### Data under study
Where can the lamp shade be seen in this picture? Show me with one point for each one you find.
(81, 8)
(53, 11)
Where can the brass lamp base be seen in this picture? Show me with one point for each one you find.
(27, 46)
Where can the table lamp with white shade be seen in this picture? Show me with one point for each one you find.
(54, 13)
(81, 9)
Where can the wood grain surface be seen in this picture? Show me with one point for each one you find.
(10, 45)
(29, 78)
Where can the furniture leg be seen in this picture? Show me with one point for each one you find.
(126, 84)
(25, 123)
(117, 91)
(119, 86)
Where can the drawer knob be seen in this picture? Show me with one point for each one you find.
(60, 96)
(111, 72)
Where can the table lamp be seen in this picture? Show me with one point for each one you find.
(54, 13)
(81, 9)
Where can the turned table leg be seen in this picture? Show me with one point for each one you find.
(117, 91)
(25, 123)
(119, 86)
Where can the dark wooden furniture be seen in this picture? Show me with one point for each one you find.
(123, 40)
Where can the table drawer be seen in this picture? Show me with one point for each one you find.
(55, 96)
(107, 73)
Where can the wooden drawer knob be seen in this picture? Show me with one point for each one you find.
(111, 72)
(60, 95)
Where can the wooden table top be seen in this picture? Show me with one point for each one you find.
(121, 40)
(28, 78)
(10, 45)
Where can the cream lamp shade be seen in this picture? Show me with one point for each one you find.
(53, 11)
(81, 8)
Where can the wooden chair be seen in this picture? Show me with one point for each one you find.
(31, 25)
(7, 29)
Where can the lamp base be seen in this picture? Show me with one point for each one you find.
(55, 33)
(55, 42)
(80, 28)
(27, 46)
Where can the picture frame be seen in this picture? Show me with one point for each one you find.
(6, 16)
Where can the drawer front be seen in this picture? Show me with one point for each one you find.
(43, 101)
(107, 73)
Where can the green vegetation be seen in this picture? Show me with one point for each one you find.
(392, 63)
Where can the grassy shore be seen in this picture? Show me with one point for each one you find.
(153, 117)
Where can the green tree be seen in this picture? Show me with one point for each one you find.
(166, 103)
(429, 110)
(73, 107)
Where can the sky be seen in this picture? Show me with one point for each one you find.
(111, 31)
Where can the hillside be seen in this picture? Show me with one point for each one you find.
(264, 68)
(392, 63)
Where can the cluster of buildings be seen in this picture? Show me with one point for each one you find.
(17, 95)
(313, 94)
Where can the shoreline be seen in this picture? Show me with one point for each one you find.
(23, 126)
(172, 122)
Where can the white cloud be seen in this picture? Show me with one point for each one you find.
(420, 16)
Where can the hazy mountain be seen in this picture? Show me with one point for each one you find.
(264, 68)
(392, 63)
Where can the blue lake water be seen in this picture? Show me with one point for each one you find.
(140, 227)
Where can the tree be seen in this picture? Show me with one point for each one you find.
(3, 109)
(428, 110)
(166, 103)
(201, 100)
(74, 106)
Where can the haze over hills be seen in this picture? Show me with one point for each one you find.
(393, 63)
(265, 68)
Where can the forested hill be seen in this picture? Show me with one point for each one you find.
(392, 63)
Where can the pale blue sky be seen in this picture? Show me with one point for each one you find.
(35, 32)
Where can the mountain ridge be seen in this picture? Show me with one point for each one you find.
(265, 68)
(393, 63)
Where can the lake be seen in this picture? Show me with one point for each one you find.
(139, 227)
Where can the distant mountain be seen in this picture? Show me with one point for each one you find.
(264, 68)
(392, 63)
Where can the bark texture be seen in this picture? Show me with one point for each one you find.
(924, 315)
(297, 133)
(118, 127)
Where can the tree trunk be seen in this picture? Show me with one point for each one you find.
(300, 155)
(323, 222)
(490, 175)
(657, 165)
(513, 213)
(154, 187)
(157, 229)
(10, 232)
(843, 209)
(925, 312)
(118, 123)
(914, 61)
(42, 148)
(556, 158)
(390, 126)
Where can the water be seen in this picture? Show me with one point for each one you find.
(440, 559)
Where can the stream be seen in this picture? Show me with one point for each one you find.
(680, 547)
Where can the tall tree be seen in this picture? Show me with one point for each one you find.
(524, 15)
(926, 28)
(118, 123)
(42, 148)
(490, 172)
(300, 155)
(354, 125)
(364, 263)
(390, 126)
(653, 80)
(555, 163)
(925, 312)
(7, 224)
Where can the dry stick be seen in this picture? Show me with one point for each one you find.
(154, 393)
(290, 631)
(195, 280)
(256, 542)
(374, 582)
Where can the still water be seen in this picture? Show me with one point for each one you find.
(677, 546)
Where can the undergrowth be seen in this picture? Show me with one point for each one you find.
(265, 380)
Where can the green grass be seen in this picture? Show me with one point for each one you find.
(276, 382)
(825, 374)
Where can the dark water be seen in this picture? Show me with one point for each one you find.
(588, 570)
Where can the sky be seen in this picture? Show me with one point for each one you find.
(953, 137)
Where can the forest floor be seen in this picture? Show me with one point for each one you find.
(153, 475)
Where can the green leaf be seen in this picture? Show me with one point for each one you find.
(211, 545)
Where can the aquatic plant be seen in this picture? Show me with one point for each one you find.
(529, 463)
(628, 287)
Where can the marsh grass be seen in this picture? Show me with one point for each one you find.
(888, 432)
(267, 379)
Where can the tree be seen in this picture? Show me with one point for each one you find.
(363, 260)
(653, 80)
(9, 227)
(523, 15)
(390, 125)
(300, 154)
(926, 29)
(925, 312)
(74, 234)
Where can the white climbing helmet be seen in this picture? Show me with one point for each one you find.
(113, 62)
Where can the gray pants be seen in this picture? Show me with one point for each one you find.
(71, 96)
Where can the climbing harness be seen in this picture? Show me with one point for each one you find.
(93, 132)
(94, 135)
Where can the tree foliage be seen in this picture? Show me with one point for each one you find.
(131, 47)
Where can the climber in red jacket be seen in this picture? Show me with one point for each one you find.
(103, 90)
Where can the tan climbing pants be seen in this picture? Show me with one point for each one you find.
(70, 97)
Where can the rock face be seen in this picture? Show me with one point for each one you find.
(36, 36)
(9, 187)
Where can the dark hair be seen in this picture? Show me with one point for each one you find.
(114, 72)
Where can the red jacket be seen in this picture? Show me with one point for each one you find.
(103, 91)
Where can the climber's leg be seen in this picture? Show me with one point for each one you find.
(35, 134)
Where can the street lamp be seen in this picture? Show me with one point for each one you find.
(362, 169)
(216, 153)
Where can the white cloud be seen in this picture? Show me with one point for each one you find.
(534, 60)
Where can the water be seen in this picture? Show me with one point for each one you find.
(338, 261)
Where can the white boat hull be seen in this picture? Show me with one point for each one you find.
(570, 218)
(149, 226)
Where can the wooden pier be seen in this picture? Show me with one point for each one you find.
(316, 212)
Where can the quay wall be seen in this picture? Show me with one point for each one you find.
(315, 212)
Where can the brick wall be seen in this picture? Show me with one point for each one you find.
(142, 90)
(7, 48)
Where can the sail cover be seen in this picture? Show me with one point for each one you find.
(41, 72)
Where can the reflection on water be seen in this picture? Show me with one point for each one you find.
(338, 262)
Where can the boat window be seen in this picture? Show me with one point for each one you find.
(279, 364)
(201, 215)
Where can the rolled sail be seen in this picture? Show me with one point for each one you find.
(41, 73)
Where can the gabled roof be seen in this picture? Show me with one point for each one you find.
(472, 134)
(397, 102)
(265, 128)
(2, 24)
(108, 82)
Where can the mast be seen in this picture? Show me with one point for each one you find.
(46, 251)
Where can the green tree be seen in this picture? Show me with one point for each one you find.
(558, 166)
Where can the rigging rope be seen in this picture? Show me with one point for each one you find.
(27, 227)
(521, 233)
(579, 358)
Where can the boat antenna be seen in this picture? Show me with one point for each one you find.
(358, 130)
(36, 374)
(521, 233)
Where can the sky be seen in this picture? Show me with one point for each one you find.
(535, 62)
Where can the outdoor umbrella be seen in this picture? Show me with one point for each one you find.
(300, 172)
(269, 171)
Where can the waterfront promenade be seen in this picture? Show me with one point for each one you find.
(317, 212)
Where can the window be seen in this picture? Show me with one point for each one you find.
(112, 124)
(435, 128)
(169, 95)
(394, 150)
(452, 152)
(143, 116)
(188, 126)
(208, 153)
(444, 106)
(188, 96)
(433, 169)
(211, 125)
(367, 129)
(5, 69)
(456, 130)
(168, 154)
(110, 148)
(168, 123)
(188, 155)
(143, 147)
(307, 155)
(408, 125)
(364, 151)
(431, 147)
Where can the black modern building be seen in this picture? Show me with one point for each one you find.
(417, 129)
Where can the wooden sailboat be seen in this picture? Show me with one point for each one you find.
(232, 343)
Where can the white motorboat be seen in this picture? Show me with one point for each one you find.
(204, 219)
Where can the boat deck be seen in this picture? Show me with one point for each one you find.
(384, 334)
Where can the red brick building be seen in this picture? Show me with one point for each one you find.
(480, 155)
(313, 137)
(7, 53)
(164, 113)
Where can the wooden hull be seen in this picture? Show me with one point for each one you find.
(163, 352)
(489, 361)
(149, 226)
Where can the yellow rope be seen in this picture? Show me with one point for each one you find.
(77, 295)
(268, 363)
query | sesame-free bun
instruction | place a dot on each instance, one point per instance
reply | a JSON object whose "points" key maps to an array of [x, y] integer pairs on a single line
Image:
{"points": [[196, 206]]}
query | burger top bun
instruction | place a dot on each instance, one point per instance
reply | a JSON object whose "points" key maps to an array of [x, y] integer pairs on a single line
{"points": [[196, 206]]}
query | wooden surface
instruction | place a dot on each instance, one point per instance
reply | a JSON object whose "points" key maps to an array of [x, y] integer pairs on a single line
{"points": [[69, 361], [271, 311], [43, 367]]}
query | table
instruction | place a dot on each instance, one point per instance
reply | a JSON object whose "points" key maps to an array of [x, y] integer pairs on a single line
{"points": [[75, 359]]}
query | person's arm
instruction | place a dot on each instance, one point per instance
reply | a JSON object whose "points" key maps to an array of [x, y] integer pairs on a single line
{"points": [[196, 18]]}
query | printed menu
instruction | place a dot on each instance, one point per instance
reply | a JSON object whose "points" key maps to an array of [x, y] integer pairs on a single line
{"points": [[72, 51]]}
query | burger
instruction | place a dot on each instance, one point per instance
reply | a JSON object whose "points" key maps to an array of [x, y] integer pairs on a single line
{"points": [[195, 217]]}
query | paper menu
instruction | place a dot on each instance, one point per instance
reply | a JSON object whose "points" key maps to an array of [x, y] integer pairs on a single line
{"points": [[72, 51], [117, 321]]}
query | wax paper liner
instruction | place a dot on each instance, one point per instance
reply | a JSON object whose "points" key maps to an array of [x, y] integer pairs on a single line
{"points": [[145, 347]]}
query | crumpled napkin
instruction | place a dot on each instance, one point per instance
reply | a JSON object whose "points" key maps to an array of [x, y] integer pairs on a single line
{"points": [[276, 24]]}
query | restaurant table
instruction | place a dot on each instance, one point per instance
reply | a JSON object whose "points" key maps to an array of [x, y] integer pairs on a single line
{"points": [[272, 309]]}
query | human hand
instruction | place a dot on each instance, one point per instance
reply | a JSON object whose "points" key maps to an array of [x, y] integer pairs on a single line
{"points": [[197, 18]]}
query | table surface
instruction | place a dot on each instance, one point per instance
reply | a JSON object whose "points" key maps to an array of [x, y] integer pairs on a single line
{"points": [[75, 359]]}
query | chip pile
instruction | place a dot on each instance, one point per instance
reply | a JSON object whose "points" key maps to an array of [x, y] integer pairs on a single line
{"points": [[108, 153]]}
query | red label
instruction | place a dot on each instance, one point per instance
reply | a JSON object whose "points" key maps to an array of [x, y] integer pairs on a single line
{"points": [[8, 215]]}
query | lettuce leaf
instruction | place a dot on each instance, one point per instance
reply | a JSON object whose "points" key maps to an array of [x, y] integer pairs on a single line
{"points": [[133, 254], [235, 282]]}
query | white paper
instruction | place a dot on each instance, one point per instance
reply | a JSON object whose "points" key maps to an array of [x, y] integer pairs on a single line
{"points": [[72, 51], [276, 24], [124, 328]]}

### The task
Exactly how many lines of the data above hold the word "menu"? The number is the whole answer.

### Exercise output
2